#### WRITTEN EXERCISE:
Count the lines of the material below that contain the string "trunk", treating uppercase and lowercase letters as different. Reply with the number alone.
-- begin --
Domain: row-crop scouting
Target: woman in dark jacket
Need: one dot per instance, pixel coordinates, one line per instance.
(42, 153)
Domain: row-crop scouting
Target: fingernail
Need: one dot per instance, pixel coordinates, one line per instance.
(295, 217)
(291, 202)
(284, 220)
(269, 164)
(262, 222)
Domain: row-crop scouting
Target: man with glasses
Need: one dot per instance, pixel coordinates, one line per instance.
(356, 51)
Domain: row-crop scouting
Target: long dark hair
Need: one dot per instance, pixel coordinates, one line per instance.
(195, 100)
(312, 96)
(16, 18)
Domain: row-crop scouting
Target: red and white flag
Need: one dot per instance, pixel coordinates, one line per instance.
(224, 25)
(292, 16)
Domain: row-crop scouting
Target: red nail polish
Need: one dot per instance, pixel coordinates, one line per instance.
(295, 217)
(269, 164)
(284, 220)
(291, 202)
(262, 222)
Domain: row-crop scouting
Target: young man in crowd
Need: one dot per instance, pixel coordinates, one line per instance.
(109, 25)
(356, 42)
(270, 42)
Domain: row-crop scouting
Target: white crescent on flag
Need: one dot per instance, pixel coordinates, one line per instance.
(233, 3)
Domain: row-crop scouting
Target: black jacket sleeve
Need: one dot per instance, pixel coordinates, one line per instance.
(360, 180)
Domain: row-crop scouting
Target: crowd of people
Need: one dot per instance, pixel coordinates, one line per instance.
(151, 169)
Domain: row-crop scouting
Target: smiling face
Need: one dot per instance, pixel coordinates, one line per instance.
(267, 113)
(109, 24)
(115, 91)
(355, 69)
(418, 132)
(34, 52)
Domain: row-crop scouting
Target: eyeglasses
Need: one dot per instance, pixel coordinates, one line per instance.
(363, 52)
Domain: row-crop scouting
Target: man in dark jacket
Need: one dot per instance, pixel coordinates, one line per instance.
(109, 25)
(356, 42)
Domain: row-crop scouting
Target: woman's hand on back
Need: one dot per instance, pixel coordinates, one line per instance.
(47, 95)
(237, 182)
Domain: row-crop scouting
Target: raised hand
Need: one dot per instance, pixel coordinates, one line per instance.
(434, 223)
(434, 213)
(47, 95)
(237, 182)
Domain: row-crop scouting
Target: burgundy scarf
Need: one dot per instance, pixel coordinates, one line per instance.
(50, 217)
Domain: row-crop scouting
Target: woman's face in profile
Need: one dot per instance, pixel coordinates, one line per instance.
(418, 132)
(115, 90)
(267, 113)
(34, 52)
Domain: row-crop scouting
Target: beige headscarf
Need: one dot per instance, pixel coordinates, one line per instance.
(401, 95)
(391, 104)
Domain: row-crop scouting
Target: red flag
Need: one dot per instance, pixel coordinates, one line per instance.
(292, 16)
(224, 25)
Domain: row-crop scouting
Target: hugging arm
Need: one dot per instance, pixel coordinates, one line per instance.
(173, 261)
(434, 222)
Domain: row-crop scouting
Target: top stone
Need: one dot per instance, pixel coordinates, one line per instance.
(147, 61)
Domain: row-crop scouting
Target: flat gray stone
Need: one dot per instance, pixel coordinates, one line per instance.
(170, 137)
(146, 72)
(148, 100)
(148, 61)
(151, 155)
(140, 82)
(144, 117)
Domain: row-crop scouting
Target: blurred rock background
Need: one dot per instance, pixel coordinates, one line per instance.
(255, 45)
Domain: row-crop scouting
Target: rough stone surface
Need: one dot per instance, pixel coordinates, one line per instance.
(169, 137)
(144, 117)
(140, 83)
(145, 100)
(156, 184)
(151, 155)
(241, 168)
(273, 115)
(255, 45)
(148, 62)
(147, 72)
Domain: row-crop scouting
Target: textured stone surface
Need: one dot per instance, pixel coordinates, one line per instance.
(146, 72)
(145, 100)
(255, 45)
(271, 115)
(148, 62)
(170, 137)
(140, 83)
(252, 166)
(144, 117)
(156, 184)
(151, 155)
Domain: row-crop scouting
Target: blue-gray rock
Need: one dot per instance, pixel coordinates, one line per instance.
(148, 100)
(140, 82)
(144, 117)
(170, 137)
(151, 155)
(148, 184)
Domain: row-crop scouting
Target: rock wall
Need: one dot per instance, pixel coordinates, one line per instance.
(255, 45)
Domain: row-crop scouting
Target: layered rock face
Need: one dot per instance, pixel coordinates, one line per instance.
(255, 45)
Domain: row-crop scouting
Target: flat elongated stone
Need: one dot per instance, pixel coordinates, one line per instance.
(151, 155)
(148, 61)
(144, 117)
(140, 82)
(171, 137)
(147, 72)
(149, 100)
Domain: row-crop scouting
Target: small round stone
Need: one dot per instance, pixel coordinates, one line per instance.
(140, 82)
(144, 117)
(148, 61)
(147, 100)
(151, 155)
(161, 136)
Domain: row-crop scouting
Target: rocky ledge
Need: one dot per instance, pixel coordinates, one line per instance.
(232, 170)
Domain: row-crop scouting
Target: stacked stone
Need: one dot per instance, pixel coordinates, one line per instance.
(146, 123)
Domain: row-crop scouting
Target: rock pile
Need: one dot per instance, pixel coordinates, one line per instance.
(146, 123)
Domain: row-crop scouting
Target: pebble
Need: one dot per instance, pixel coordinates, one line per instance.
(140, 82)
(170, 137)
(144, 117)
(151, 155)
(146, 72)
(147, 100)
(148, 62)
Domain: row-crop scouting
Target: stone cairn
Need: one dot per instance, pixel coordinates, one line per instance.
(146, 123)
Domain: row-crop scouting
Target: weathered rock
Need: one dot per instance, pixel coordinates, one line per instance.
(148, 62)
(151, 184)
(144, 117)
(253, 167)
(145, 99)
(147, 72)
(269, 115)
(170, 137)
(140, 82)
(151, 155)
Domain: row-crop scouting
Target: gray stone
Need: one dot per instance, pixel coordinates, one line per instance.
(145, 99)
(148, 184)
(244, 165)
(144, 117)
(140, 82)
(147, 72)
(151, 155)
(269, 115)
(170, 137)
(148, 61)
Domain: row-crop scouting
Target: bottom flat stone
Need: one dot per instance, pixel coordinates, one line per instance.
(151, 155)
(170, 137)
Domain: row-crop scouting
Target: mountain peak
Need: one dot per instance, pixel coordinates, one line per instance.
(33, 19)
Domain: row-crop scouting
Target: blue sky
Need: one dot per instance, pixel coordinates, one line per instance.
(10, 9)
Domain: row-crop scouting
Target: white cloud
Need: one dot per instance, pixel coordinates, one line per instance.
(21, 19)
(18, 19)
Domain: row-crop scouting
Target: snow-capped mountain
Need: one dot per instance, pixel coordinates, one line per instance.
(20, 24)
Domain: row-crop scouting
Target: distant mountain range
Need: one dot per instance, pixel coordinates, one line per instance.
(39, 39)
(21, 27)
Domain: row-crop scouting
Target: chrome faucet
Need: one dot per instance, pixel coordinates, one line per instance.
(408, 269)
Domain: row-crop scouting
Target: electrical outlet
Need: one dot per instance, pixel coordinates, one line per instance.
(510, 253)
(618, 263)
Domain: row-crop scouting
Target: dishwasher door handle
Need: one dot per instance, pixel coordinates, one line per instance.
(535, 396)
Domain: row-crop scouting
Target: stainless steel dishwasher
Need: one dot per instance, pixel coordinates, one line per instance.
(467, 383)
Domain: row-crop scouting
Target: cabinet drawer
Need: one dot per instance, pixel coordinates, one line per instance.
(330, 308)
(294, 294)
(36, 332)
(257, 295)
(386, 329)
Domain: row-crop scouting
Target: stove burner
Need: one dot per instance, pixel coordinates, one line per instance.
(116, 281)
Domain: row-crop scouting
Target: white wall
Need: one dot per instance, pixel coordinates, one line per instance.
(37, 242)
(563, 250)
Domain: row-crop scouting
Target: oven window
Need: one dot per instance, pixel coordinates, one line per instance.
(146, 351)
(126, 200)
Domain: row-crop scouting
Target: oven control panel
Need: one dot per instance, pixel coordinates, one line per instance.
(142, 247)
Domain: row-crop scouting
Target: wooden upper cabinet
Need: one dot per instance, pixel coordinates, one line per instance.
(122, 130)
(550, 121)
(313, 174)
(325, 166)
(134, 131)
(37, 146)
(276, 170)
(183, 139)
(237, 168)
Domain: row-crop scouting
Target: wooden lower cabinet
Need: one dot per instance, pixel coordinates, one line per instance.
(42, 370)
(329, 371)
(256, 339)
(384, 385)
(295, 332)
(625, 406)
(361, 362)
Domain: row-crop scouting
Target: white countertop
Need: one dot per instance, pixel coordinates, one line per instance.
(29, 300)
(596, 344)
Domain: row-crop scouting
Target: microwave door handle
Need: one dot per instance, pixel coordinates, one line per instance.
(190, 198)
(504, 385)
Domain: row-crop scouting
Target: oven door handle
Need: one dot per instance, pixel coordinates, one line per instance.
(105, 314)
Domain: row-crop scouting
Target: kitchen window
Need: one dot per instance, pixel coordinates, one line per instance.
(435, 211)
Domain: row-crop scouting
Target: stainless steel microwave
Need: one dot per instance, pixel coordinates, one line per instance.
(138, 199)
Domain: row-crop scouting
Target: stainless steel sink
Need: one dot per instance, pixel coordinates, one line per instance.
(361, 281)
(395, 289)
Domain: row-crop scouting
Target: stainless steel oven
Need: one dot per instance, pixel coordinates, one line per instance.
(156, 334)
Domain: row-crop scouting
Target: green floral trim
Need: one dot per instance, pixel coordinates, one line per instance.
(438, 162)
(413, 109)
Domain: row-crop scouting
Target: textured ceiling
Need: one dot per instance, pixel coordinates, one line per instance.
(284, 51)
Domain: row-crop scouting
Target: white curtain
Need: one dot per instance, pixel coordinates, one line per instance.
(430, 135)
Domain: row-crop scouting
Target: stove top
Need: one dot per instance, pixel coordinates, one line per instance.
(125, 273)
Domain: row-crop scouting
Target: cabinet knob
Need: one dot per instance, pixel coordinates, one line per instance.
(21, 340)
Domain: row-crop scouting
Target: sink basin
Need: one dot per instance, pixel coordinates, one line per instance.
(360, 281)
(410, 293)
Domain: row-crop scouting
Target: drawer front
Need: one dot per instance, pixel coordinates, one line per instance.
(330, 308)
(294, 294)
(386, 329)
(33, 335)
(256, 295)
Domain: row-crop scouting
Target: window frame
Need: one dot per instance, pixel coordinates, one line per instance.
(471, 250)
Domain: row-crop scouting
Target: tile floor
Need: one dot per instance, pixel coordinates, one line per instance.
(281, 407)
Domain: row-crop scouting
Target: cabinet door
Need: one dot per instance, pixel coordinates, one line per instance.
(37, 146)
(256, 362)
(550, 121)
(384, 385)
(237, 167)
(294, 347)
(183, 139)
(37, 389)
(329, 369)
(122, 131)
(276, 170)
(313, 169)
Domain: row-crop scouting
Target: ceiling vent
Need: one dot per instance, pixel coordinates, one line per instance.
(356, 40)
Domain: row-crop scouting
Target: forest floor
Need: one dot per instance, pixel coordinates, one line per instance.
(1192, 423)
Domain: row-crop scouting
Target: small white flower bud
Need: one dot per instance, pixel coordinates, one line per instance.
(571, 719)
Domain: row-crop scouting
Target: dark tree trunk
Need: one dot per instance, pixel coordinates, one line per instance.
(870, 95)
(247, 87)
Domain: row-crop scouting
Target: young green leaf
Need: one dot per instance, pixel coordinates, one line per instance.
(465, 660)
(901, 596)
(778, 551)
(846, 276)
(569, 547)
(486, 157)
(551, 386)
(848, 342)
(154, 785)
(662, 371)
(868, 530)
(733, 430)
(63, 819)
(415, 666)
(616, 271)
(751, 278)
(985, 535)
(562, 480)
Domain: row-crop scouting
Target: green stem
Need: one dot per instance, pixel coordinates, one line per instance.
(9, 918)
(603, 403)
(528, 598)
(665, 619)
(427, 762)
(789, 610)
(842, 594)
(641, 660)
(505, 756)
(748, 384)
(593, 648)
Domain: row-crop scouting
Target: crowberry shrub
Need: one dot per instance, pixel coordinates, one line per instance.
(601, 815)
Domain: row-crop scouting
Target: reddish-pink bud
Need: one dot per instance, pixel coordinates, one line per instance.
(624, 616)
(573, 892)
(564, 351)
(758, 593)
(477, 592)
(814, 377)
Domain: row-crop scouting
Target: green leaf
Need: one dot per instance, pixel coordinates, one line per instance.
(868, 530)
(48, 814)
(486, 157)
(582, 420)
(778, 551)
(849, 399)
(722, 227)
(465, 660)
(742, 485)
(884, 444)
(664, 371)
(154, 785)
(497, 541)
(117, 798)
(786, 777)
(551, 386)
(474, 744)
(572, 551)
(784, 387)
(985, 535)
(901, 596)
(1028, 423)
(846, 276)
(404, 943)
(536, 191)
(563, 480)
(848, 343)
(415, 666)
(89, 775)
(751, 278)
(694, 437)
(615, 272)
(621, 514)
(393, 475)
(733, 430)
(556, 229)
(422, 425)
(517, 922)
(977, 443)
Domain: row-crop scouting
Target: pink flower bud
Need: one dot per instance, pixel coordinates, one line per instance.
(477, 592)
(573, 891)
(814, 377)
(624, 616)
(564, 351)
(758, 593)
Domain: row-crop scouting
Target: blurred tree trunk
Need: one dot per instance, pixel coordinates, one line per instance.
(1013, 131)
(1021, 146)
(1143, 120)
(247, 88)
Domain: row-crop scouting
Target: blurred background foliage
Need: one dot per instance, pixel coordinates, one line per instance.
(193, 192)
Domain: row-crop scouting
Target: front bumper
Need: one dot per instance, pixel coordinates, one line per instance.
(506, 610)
-- end --
#### ANSWER FOR THIS EXERCISE:
2